**** Stored rows

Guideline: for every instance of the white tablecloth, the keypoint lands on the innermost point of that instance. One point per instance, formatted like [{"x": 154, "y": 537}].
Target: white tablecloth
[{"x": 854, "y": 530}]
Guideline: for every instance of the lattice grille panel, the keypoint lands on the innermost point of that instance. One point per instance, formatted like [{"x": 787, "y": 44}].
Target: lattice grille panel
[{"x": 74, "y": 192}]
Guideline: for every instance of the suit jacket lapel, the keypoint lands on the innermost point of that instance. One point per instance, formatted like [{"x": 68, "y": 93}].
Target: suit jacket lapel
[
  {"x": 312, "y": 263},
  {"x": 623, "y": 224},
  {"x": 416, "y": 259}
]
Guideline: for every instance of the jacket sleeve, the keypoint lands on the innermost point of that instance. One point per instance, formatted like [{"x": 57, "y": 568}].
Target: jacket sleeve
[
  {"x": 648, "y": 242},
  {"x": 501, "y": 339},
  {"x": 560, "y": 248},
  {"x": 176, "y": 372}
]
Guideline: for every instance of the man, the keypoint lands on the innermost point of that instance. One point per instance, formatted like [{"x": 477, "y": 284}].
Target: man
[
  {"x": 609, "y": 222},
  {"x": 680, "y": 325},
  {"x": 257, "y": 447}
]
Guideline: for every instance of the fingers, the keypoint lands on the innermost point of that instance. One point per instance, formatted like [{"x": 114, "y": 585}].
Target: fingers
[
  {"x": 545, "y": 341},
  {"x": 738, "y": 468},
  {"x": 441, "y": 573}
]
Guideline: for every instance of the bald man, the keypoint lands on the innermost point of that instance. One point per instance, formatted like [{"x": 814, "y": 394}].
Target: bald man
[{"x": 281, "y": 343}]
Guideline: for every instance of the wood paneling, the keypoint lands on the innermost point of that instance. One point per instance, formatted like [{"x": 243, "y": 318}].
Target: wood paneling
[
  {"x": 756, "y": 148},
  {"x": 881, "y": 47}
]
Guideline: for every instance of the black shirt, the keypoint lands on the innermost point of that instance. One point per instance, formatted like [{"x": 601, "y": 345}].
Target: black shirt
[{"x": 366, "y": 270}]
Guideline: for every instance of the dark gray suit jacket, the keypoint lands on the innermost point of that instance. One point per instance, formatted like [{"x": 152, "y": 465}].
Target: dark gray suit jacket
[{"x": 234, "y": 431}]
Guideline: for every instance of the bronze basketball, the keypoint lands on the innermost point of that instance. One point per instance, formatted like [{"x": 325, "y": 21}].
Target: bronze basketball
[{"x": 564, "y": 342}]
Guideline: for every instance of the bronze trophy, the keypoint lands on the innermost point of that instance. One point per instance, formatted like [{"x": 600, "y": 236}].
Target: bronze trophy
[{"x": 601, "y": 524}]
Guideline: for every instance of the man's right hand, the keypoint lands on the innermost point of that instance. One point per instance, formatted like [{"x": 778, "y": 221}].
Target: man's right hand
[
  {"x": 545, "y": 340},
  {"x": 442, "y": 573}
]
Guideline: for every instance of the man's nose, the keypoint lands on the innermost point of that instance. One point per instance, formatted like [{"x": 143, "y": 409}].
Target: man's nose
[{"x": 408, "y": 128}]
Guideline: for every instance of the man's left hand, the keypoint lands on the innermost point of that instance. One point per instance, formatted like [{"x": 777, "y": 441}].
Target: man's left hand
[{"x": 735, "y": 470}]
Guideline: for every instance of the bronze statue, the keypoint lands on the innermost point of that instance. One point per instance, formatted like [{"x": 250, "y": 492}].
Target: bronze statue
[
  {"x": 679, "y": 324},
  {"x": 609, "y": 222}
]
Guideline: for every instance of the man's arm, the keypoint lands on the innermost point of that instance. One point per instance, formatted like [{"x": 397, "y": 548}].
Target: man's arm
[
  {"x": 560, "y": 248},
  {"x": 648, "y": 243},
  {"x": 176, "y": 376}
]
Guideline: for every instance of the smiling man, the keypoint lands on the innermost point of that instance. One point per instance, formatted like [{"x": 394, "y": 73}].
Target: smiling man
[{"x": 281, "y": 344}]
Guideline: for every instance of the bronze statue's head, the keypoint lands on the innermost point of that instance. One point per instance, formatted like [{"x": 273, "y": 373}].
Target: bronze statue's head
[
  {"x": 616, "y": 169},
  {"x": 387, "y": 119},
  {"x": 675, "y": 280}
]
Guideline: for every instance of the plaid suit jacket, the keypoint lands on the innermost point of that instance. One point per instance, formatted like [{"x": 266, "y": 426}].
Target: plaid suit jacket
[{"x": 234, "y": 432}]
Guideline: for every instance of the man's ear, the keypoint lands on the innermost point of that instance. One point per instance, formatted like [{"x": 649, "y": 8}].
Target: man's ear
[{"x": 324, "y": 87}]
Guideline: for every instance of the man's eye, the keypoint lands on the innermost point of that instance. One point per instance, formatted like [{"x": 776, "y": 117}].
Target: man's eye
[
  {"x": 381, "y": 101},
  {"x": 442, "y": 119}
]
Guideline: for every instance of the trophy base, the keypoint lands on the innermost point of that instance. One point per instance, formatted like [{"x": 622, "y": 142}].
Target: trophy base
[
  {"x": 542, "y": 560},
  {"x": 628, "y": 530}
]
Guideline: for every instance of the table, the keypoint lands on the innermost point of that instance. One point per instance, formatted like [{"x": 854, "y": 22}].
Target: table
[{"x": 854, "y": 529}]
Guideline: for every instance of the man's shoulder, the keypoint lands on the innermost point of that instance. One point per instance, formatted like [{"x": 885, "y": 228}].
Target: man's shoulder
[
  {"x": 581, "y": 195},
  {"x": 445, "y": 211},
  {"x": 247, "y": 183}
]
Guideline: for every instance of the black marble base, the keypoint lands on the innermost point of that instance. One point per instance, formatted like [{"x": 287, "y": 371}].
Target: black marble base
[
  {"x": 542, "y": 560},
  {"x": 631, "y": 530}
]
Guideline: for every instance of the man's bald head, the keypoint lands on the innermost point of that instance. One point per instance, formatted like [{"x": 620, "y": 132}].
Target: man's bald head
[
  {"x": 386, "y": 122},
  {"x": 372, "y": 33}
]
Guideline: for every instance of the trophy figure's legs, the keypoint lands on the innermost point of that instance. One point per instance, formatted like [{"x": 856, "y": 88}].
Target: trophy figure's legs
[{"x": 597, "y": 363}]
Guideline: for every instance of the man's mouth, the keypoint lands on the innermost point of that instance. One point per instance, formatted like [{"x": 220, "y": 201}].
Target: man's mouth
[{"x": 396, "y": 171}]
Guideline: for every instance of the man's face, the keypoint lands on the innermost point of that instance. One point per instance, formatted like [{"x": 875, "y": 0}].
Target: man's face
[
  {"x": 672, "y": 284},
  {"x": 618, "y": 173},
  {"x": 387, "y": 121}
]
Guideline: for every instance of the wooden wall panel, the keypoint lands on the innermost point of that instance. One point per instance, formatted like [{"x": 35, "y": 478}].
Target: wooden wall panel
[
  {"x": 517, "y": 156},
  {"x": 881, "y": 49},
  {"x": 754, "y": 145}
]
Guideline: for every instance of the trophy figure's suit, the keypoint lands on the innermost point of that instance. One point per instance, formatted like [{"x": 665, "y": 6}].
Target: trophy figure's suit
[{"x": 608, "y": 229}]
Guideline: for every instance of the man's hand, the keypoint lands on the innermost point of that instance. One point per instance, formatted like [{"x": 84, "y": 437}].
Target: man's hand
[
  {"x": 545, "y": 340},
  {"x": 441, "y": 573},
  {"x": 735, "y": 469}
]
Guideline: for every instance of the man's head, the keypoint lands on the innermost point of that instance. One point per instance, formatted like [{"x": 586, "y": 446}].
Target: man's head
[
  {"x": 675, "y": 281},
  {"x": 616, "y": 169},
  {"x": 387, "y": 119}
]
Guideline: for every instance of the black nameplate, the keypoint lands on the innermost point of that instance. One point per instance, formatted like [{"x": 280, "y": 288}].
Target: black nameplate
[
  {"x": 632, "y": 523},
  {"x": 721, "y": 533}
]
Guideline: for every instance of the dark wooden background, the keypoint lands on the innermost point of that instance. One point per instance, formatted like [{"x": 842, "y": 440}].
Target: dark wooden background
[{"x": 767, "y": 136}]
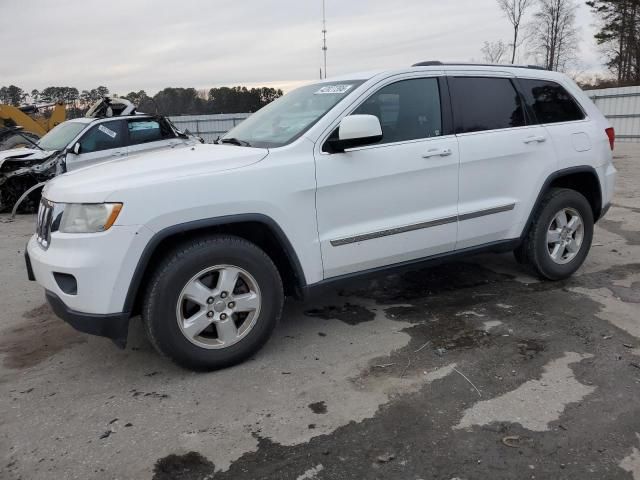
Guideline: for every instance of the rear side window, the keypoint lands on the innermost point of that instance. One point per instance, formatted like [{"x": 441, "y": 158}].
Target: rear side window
[
  {"x": 550, "y": 102},
  {"x": 481, "y": 104}
]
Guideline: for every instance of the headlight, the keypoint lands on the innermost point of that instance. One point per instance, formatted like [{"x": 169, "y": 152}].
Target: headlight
[{"x": 88, "y": 217}]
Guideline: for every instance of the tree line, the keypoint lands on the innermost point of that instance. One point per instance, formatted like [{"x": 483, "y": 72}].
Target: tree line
[
  {"x": 169, "y": 101},
  {"x": 547, "y": 30}
]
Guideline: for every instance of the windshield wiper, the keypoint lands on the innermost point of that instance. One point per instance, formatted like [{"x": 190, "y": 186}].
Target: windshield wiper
[
  {"x": 235, "y": 141},
  {"x": 17, "y": 130}
]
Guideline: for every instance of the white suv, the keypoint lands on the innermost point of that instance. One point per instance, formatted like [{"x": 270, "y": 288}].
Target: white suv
[{"x": 344, "y": 177}]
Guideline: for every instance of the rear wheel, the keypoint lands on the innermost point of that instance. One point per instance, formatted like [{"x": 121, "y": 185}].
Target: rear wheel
[
  {"x": 560, "y": 236},
  {"x": 213, "y": 303}
]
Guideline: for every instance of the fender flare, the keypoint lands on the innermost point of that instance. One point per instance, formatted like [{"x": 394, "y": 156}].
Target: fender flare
[
  {"x": 158, "y": 237},
  {"x": 547, "y": 183}
]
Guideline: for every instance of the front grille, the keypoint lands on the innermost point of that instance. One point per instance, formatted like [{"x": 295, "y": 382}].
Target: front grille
[{"x": 43, "y": 224}]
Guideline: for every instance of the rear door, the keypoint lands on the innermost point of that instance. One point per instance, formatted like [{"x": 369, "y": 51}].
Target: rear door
[
  {"x": 100, "y": 143},
  {"x": 504, "y": 158},
  {"x": 147, "y": 134}
]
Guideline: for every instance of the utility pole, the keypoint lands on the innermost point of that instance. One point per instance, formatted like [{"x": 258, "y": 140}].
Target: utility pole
[{"x": 324, "y": 38}]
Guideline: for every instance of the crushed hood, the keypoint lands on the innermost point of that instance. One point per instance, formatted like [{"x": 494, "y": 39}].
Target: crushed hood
[
  {"x": 97, "y": 183},
  {"x": 23, "y": 154}
]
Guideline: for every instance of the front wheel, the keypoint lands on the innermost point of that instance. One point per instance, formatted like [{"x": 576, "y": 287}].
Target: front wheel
[
  {"x": 213, "y": 302},
  {"x": 560, "y": 236}
]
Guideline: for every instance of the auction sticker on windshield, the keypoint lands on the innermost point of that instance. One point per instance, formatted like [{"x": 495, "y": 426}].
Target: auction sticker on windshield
[
  {"x": 107, "y": 131},
  {"x": 333, "y": 89}
]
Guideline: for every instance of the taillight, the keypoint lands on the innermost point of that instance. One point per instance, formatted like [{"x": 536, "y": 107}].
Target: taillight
[{"x": 611, "y": 133}]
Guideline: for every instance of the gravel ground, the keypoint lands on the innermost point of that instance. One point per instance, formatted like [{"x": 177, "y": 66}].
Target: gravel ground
[{"x": 469, "y": 370}]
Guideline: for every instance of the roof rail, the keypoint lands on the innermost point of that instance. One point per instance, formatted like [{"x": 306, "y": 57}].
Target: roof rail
[{"x": 432, "y": 63}]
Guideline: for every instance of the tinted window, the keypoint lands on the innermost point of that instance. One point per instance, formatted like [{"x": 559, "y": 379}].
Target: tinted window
[
  {"x": 147, "y": 130},
  {"x": 407, "y": 110},
  {"x": 103, "y": 136},
  {"x": 550, "y": 102},
  {"x": 485, "y": 104}
]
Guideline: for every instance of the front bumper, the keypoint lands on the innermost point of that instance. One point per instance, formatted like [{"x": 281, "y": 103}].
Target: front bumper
[
  {"x": 114, "y": 326},
  {"x": 102, "y": 265}
]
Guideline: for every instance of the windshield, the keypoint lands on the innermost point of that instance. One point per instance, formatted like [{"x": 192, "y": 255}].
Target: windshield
[
  {"x": 285, "y": 119},
  {"x": 60, "y": 136}
]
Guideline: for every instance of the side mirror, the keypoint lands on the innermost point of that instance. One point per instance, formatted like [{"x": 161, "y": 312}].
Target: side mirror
[{"x": 356, "y": 131}]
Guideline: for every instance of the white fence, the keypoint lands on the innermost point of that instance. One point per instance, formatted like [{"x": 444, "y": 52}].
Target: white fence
[
  {"x": 209, "y": 127},
  {"x": 621, "y": 106}
]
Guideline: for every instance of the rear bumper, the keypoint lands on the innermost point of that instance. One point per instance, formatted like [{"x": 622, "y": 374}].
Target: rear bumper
[{"x": 113, "y": 325}]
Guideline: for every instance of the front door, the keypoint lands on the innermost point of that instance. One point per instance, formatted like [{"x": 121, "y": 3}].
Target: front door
[{"x": 394, "y": 201}]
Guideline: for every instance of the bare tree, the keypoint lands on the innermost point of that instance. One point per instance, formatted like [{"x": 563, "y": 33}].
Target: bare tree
[
  {"x": 493, "y": 52},
  {"x": 554, "y": 36},
  {"x": 514, "y": 10}
]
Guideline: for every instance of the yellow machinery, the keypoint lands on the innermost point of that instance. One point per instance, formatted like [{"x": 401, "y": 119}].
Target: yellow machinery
[{"x": 30, "y": 121}]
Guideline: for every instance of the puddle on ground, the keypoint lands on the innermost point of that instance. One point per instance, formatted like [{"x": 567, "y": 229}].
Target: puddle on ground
[
  {"x": 38, "y": 338},
  {"x": 190, "y": 466},
  {"x": 419, "y": 284},
  {"x": 318, "y": 407},
  {"x": 348, "y": 313}
]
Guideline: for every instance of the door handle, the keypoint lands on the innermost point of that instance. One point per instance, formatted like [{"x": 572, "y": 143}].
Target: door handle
[{"x": 438, "y": 152}]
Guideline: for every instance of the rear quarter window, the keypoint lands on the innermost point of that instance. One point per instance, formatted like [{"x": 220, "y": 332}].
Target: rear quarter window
[
  {"x": 550, "y": 102},
  {"x": 485, "y": 103}
]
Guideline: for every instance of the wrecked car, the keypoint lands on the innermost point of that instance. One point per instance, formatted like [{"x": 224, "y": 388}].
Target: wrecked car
[{"x": 111, "y": 129}]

********

▶ [Short task]: Exactly as written, give again every line from the one containing "Guideline: for every instance of the puddle" through the last line of the material above, and no other lines.

▶ [Written reply]:
Guideline: for every instance of the puddle on ground, the keypoint lands on the innermost point of that instance. One point per instance, formatted like [{"x": 567, "y": 229}].
Target: puddle on ground
[
  {"x": 38, "y": 338},
  {"x": 190, "y": 466},
  {"x": 419, "y": 284},
  {"x": 318, "y": 407},
  {"x": 348, "y": 313}
]
Guideline: for every instance of the door handle, the keypoint lands on the innermost point of that instance. One point per instance, formatted like [{"x": 572, "y": 143}].
Target: door handle
[{"x": 438, "y": 152}]
Guideline: for every instance of the rear quarter window, the keypoint lands on the innermost point of that instance. One point per instance, formatted like [{"x": 220, "y": 332}].
Target: rear quarter window
[
  {"x": 550, "y": 102},
  {"x": 485, "y": 103}
]
Guideline: for every instance of the wrecked car, the keypoint lands on the innermost point of that instance. One point per instance, formatted like [{"x": 224, "y": 388}].
Target: wrecked car
[{"x": 111, "y": 129}]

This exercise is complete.